For every line in the records that has the word "written", make a copy.

**Records supplied**
------------

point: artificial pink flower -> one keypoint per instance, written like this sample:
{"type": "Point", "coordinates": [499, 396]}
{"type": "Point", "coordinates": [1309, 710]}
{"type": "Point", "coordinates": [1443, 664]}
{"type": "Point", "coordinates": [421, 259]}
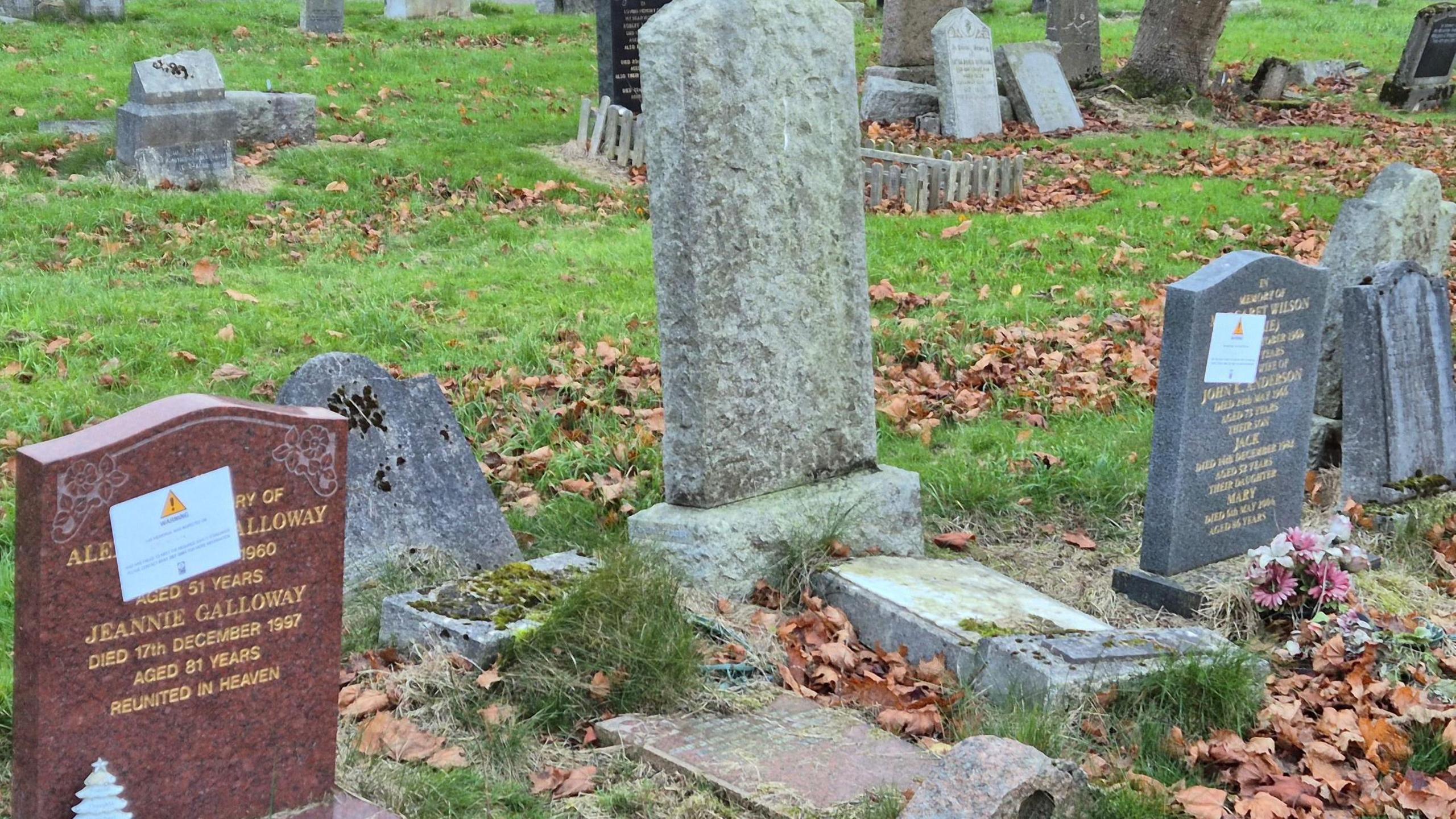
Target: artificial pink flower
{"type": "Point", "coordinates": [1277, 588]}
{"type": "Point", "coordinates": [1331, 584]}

------------

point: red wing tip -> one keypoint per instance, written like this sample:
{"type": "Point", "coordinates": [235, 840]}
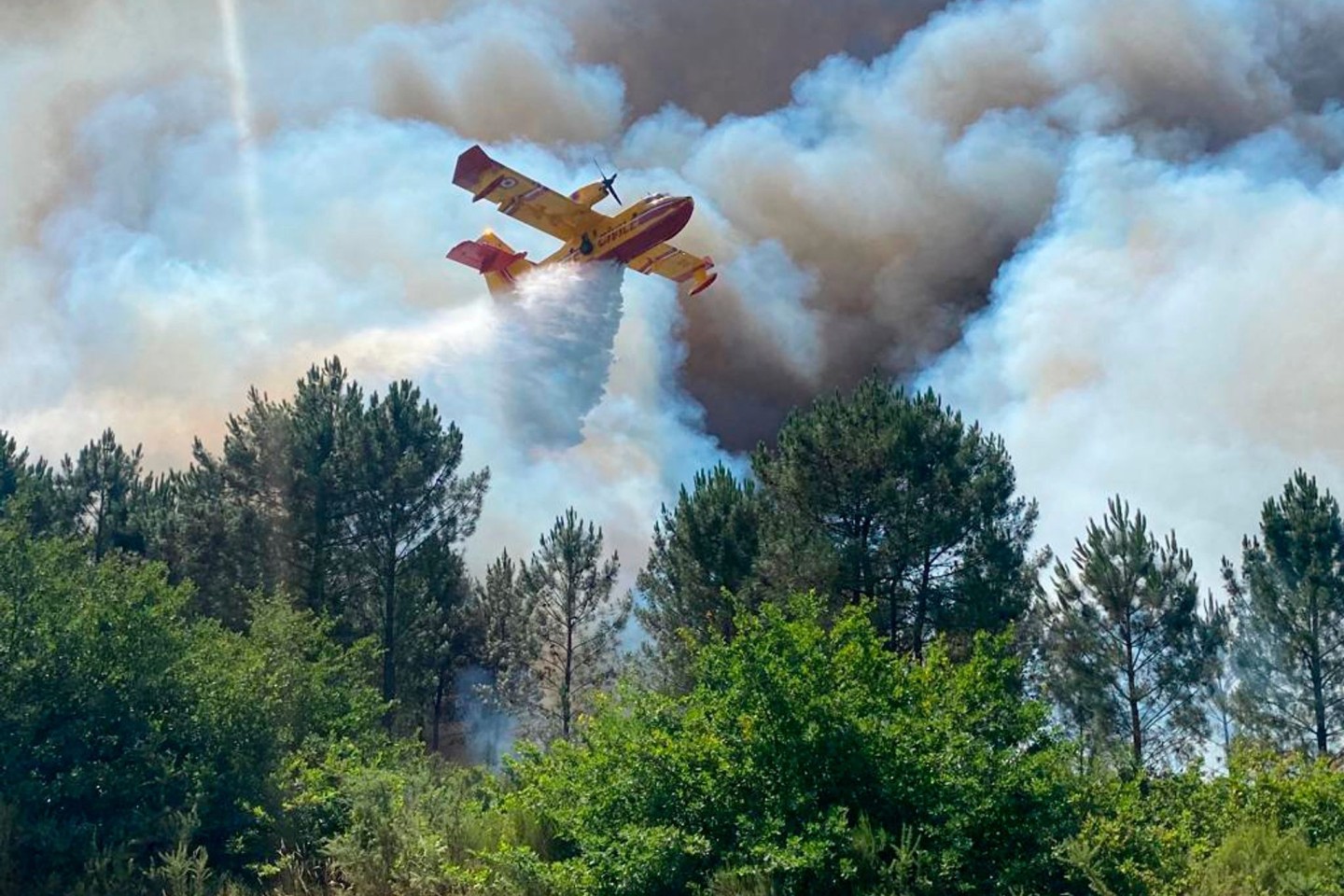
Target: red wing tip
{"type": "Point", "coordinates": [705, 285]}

------------

**Answer space**
point: artificial pink flower -> one keypoint per instance, written like this sample:
point: red wing tip -> one keypoint per instance, written like this sample:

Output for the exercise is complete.